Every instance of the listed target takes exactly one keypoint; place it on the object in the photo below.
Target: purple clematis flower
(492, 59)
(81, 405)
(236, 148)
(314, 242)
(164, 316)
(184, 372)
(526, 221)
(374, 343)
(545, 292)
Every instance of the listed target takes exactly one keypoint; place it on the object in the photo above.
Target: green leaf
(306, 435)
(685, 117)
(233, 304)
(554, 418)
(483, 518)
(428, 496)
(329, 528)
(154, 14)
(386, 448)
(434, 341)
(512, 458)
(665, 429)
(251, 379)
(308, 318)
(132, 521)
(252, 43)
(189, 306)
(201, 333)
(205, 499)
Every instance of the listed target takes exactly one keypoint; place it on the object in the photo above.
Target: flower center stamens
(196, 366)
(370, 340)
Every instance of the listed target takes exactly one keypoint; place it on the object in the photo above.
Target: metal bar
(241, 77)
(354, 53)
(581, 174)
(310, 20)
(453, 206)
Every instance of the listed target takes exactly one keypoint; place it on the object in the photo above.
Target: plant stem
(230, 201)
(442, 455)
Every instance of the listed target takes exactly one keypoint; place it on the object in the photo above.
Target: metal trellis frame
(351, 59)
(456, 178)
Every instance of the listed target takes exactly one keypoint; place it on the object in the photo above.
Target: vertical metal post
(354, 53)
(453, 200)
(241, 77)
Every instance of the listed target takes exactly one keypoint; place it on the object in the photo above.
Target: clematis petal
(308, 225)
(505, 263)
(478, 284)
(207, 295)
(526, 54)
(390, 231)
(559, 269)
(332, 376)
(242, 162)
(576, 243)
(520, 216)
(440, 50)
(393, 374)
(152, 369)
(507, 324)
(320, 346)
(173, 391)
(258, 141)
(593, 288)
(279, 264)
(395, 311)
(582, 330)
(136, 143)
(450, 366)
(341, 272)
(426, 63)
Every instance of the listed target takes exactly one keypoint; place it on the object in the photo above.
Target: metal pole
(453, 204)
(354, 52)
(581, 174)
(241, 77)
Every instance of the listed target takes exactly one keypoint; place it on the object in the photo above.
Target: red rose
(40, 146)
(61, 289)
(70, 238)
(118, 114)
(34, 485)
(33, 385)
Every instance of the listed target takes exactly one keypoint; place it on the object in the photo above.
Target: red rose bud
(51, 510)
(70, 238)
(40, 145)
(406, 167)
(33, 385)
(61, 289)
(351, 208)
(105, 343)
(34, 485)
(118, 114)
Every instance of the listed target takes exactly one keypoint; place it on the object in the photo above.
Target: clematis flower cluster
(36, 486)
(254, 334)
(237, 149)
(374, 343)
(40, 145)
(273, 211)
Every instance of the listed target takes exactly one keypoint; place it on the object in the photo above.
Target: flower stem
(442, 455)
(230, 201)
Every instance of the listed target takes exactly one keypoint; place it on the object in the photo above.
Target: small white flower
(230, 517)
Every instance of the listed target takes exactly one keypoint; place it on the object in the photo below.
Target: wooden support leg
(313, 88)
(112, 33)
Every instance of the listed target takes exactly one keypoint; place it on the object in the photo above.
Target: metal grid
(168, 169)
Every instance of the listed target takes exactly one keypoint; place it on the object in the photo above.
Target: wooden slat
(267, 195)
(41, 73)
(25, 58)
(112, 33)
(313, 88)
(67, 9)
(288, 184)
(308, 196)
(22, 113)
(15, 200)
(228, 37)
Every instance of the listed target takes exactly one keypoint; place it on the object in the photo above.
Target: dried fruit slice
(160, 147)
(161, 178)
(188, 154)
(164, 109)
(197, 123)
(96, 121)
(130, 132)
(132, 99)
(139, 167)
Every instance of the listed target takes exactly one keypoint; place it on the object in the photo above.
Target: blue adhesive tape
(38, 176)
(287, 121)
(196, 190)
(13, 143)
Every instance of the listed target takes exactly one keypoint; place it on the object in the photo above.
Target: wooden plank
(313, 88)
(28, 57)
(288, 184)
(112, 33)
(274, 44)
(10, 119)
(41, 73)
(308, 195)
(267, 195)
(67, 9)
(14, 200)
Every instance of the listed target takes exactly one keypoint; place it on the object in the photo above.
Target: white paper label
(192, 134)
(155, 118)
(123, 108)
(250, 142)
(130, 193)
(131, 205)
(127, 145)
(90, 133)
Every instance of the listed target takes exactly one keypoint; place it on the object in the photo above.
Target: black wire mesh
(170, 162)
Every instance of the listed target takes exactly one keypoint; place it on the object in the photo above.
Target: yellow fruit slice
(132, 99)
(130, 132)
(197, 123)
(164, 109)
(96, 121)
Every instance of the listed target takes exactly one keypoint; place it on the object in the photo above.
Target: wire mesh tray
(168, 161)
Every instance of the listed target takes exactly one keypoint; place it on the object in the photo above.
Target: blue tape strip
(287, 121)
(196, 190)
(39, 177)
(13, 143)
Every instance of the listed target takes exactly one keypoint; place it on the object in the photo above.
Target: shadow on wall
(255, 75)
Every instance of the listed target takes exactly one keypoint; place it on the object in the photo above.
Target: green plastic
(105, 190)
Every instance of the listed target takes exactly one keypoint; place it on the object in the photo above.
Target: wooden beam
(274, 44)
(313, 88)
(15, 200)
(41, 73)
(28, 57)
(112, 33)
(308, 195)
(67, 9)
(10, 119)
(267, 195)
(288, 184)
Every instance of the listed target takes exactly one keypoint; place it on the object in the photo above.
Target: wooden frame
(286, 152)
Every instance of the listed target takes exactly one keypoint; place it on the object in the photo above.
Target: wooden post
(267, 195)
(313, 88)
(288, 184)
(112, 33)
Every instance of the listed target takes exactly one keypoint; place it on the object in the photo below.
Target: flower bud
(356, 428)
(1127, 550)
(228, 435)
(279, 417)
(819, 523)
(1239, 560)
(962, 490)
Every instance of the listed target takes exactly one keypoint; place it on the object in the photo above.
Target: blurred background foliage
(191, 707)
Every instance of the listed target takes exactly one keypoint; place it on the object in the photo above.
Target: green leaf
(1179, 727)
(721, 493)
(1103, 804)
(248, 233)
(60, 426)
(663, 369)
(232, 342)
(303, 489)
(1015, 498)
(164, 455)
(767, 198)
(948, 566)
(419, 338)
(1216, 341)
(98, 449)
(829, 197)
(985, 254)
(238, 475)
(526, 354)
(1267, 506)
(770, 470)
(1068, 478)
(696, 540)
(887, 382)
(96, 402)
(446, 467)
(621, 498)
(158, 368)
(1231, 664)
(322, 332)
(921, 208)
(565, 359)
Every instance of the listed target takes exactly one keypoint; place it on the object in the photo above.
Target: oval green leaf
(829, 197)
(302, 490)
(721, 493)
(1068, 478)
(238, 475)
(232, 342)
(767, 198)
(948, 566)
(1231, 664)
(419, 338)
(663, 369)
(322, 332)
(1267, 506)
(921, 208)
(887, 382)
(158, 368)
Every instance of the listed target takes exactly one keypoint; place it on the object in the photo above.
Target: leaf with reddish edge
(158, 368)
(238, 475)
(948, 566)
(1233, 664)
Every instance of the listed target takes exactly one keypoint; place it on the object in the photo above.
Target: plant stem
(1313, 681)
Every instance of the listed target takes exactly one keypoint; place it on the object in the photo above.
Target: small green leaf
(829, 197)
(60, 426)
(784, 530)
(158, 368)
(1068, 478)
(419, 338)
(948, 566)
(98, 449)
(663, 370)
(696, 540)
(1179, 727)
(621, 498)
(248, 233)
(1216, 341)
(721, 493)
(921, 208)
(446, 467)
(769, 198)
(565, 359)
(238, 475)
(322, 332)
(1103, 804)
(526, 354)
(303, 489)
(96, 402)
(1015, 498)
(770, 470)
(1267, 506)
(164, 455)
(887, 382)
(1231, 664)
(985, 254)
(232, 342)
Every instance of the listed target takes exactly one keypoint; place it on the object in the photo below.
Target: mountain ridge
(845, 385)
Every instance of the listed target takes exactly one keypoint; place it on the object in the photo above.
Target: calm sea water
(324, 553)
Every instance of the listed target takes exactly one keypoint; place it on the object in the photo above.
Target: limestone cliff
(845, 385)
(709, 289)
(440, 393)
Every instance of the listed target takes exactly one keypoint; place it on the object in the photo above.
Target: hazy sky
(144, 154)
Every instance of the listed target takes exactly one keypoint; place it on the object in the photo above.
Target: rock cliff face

WHAT IS REQUIRED -
Pull out every line of the items above that contains the string "small", treating uppercase and lowercase as distinct.

ANSWER IN FULL -
Target: small white flower
Target: small green leaf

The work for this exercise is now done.